- About this task -
Repeat the listing exactly, line by line, and leave the pictures behind.

- Material for this exercise -
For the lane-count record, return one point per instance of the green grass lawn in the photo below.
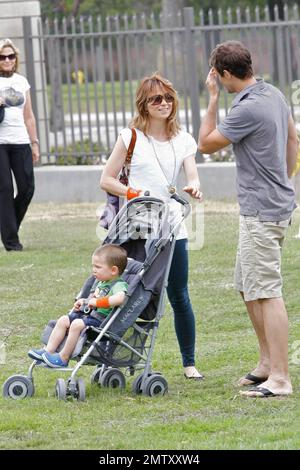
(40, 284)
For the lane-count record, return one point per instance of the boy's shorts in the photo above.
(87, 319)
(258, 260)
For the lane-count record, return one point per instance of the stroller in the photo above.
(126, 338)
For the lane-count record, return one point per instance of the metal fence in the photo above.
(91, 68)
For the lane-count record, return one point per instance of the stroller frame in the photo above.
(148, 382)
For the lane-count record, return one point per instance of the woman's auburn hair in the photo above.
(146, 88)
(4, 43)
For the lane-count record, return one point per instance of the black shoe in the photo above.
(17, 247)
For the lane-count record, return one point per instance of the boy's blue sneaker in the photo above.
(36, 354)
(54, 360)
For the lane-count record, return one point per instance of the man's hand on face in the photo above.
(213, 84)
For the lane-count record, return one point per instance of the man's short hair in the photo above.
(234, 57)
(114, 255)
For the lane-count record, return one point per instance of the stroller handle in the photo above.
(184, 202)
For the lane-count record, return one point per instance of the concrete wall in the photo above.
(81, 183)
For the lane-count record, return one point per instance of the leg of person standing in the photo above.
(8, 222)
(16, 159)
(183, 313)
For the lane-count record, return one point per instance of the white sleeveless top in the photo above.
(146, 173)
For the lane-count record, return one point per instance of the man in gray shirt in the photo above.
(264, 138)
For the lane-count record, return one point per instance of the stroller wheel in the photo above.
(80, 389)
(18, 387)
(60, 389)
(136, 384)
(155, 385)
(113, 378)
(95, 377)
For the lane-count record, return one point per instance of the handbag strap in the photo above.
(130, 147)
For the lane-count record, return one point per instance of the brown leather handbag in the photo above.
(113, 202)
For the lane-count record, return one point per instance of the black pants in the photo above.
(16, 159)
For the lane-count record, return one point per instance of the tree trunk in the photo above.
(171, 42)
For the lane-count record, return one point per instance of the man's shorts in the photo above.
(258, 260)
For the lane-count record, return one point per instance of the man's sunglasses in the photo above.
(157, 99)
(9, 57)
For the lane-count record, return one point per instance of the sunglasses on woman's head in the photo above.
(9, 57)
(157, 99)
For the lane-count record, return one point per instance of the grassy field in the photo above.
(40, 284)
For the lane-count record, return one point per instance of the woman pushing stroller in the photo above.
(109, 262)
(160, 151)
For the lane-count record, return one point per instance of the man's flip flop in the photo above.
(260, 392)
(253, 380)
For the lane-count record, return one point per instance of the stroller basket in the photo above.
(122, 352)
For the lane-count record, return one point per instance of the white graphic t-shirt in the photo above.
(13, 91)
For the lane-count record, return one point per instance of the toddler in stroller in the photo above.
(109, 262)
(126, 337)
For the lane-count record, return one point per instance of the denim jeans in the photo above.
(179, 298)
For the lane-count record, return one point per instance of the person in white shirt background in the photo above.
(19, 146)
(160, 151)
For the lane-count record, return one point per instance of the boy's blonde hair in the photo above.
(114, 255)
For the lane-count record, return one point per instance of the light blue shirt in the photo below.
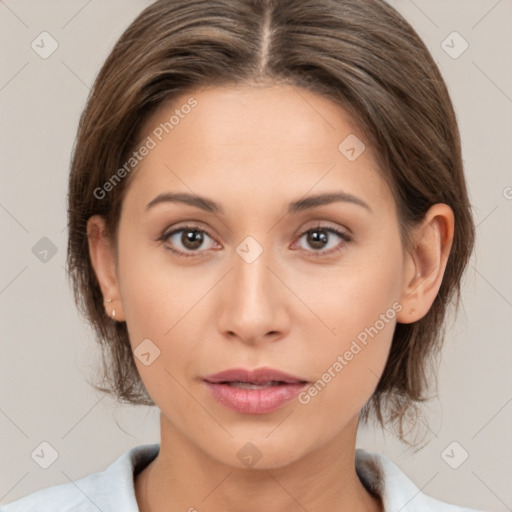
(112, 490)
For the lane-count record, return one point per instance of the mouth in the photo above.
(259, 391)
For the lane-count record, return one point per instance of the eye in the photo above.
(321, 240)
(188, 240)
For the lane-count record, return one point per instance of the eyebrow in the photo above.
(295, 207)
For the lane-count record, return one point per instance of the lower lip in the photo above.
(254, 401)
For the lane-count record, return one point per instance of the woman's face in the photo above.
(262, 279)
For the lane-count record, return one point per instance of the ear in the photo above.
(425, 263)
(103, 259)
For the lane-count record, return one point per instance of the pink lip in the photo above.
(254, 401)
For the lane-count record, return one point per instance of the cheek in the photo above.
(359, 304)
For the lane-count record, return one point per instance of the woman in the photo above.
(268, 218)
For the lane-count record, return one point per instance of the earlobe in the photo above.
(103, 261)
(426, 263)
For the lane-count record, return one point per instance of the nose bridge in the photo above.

- Answer to this exercise -
For the lane-count record, return one point per instance of the green grass lawn in the photo below.
(40, 284)
For the lane-count record, return one point per instance of the boy's shorts in the photo above.
(87, 319)
(258, 260)
For the lane-count record, return one point per instance of the stroller in the photo above.
(126, 338)
For the lane-count record, return one point per instance of the metal fence in the photo above.
(91, 68)
For the lane-count record, return one point per instance of the stroller frame in the photo above.
(148, 382)
For the lane-count record, return one point per instance of the woman's auburn hair in the photo above.
(146, 88)
(4, 43)
For the lane-count record, return one point per instance of the black shoe in the photo above.
(17, 247)
For the lane-count record, return one point per instance of the boy's blue sneaker in the photo above.
(36, 354)
(54, 360)
For the lane-count record, return one point per instance of the man's hand on face in the photo above.
(213, 84)
For the lane-count record, return one point per instance of the man's short hair in the photo above.
(234, 57)
(114, 255)
For the lane-count record, return one point per instance of the stroller handle in the photo above.
(184, 202)
For the lane-count record, return one point per instance of the concrete wall in the photo above.
(81, 183)
For the lane-count record, return one point per instance of the leg of person standing in the photo above.
(8, 222)
(16, 159)
(183, 313)
For the lane-count record, return one point per instance of the white sleeveless top in the photo above.
(146, 173)
For the lane-count record, return one point per instance of the man in gray shirt in the photo above.
(264, 138)
For the lane-count record, return one point per instance of the stroller wheel in the photo above.
(80, 389)
(18, 387)
(60, 389)
(136, 384)
(155, 385)
(113, 378)
(95, 377)
For the lane-count record, return one point per instance of the handbag strap in the photo above.
(130, 147)
For the lane-count record, return one point per instance of the brown leather handbag in the photo above.
(113, 202)
For the lane-count record, return one point per instance of the black pants in the photo above.
(16, 159)
For the lane-count record, return one point per instance of the tree trunk in the photo above.
(171, 42)
For the lane-count record, return one point per instance of the man's shorts in the photo above.
(258, 260)
For the lane-count record, return one point per instance of the man's sunglasses in the photo above.
(157, 99)
(9, 57)
For the lane-count record, return one point per instance of the sunglasses on woman's head in the photo above.
(9, 57)
(157, 99)
For the lane-count record, return one point per instance of the grassy field in the photo above.
(40, 284)
For the lane-count record, return one point per instance of the woman pushing stroller in the photo above.
(109, 262)
(160, 151)
For the lane-count record, return one point per instance of the man's flip flop in the photo above.
(260, 392)
(253, 380)
For the lane-count record, return one point per instance of the stroller basket in the photo above.
(122, 352)
For the lane-count record, return one point per instance of the white graphic t-shirt in the photo above.
(13, 91)
For the lane-count record, return one point per instance of the toddler in stroller in the photo above.
(109, 262)
(126, 337)
For the lane-count record, return one point per instance of the denim jeans in the photo above.
(179, 298)
For the lane-count record, return one point per instance of the person in white shirt background in the photo above.
(19, 146)
(160, 151)
For the lane-count record, return one point per instance of the boy's blonde hair in the photo above.
(114, 255)
For the lane-count record, return one point per instance of the light blue shirt in the photo below.
(112, 490)
For the lane-count record, return one point per instance of the mouth in the photo above.
(259, 391)
For the lane-count record, return one point per instance of the eye in the photo above.
(321, 240)
(188, 240)
For the lane-count record, return one point per instance of the eyebrow in the photo above.
(295, 207)
For the lane-count record, return one point per instance of the lower lip in the photo above.
(254, 401)
For the lane-count record, return one point per instance of the woman's face in the photo above.
(262, 279)
For the lane-count record, return one point per instance of the ear in the photo above.
(425, 263)
(103, 259)
For the lane-count record, return one point per instance of the pink lip in the photo above.
(254, 401)
For the lane-count record, return one point per instance of the cheek in the photo above.
(359, 304)
For the lane-count record, return one point per instance of the woman in the photo above.
(268, 218)
For the lane-count record, return one point per instance of the earlobe in the photo above.
(103, 261)
(426, 263)
For the lane-count record, return one point per instance of the nose bridge in the photo above.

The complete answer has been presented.